Copy out the listing below word for word, keeping every line as it stands. Leave the pictures out of your copy.

Material provided:
»»

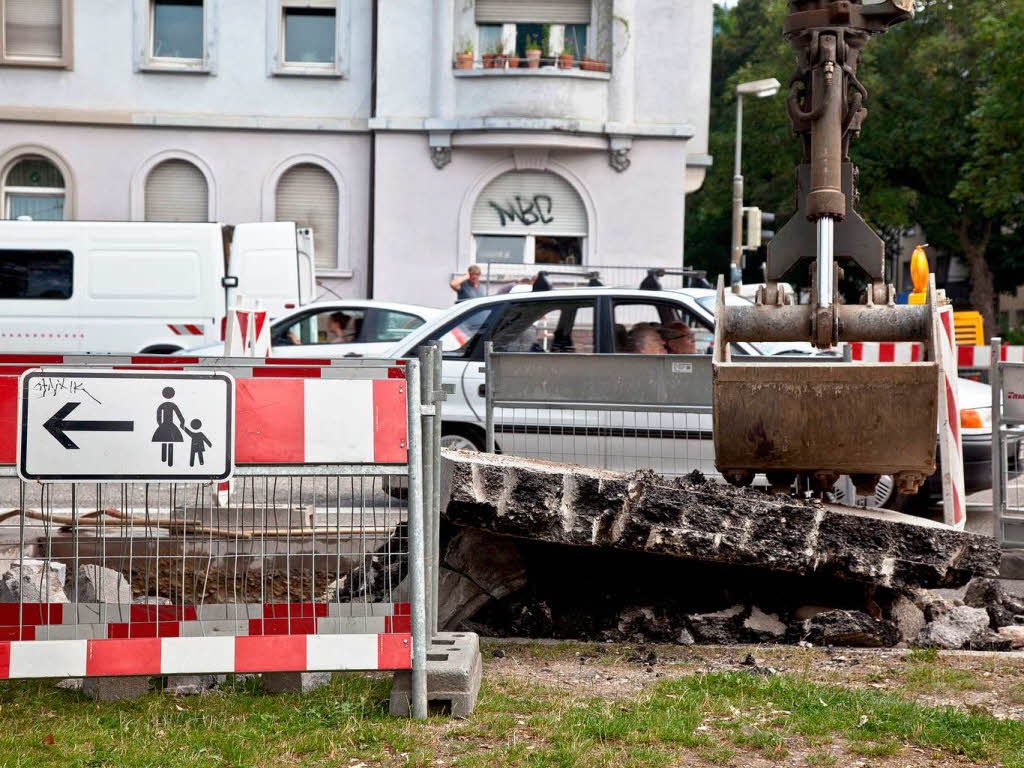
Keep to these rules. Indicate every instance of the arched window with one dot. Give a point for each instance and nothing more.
(307, 195)
(34, 187)
(528, 217)
(176, 190)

««

Answer:
Keep to these rules. Indicate every instance of the arched window with one dot. Give a point for each instance and nothing more.
(307, 195)
(34, 187)
(528, 217)
(176, 190)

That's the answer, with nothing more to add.